WHAT YOU ARE ASKED TO DO: Can you set down, word for word, the part of the book review below that runs from "The title defines" up to and including "a true Christian."?

(Beginning of EXTRACTED TEXT)

After enjoying Ludmilla Ulitskaya's trip to New York, we found this review of Daniel Stein, Interpreter in the Daily Beast incredibly eloquent. Enjoy!
A Faith Without Boundaries
In a time when it is fashionable to define ourselves by identity, Ludmilla Ulitskaya's Daniel Stein, Interpreter is a refreshing affirmation of the beauty of hybridity. Though I had not heard of her before now, Ulitskaya is Russia's bestselling novelist; Daniel Stein had already sold over 2 million copies before being translated into English, and is the winner of Russia's Best Book Award. Ulitskaya is the author of 14 books, including The Farewell Party, Medea and Her Children, and Sonechka, and she has also scooped up the Russian National Literary Prize, the Russian Booker Prize, the Penne Literary Prize, and the Medici Award, not to mention being a laureate for the Simone de Beauvoir Prize. Her immense popularity in Europe, juxtaposed with her relative obscurity in North America, highlights the paucity of contemporary Russian literature being published in the U.S. Hopefully, Arch Tait's translation of Ulitskaya's innovative Daniel Stein, Interpreter reverses this trend.
The title defines her protagonist as an interpreter, but the central idea of the book is that his identity cannot be defined. Based on the real life of Oswald Rufeisen, Daniel is born a Polish Jew who, through a series of "miracles," escapes the Holocaust to become a Catholic priest in Haifa, Israel. He is still Jewish to Nazis (and most everyone else), but not to Israelis. The issue is the difference between religion and ethnicity. Daniel is ethnically Jewish, his nationality is Jewish—he is insistent on this point, but also that he is a Jewish Christian. A Jewish Catholic priest in the Holy Land? To many this seems crazy, but for Daniel this makes perfect sense. Since Jesus was Jewish, Daniel believes that only by performing the Christian sacraments in Hebrew can one be a true Christian.
He forms a congregation that does just this, modeled on the early Nazarene church under the leadership of Jesus' brother James, when there was not much distinction between Jews and Christians, and when Christianity was more like a "Jewish Protestantism."
Daniel asks why people should seek Jesus "in church doctrines which appeared 1,000 years after his death?" He points out that the similarities between the early church and Israeli kibbutzers, Soviet communists, the Druze, and Hassidism, blending the identities by which people divide and define themselves.

(End of EXTRACTED TEXT)
(Beginning of SOURCE INFORMATION)

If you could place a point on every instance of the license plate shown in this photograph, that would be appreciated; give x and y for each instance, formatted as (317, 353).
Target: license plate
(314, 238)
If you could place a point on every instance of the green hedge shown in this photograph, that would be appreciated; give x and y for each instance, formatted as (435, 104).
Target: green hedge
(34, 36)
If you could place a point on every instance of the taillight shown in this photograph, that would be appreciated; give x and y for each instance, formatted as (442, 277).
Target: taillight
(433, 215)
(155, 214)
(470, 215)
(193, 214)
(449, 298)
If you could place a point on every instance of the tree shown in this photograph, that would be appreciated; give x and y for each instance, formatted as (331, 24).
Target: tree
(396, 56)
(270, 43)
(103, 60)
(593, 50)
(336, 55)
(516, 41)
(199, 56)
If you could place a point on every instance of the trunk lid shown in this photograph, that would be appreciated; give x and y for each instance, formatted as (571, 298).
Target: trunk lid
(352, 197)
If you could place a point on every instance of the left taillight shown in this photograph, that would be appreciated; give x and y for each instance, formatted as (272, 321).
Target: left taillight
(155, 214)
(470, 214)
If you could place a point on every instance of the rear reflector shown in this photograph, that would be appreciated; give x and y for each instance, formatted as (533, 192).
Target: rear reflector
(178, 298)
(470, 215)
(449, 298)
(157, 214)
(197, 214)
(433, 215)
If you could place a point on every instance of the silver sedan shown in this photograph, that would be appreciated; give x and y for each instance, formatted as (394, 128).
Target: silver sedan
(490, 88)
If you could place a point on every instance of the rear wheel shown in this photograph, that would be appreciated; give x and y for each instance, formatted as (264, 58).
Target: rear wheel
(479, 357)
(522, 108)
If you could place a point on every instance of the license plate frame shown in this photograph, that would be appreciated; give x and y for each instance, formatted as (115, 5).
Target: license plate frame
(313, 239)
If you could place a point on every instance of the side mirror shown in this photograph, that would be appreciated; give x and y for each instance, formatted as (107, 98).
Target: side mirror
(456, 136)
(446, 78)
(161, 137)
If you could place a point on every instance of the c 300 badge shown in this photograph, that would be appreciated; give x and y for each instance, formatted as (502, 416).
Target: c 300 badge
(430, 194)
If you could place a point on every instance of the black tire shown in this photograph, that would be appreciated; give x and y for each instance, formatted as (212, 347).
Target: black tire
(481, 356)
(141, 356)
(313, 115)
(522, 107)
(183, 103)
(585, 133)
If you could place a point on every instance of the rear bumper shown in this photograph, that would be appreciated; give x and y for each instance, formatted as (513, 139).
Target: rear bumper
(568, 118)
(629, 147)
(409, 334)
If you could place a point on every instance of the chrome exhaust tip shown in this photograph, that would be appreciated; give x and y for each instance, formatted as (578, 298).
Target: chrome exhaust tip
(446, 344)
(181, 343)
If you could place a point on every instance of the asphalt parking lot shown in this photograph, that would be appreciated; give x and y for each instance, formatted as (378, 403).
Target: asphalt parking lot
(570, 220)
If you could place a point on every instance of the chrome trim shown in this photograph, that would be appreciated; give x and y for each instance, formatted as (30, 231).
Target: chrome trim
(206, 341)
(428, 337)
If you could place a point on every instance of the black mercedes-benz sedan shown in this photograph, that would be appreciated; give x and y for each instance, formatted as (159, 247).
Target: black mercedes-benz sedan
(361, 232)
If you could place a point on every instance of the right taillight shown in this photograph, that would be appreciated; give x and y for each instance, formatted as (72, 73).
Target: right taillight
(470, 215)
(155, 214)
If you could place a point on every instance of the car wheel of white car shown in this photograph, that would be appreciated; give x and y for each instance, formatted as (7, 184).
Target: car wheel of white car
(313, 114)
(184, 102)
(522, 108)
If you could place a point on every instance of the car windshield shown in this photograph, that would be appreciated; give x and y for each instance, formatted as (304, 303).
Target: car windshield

(End of SOURCE INFORMATION)

RESULT OF THE EXERCISE:
The title defines her protagonist as an interpreter, but the central idea of the book is that his identity cannot be defined. Based on the real life of Oswald Rufeisen, Daniel is born a Polish Jew who, through a series of "miracles," escapes the Holocaust to become a Catholic priest in Haifa, Israel. He is still Jewish to Nazis (and most everyone else), but not to Israelis. The issue is the difference between religion and ethnicity. Daniel is ethnically Jewish, his nationality is Jewish—he is insistent on this point, but also that he is a Jewish Christian. A Jewish Catholic priest in the Holy Land? To many this seems crazy, but for Daniel this makes perfect sense. Since Jesus was Jewish, Daniel believes that only by performing the Christian sacraments in Hebrew can one be a true Christian.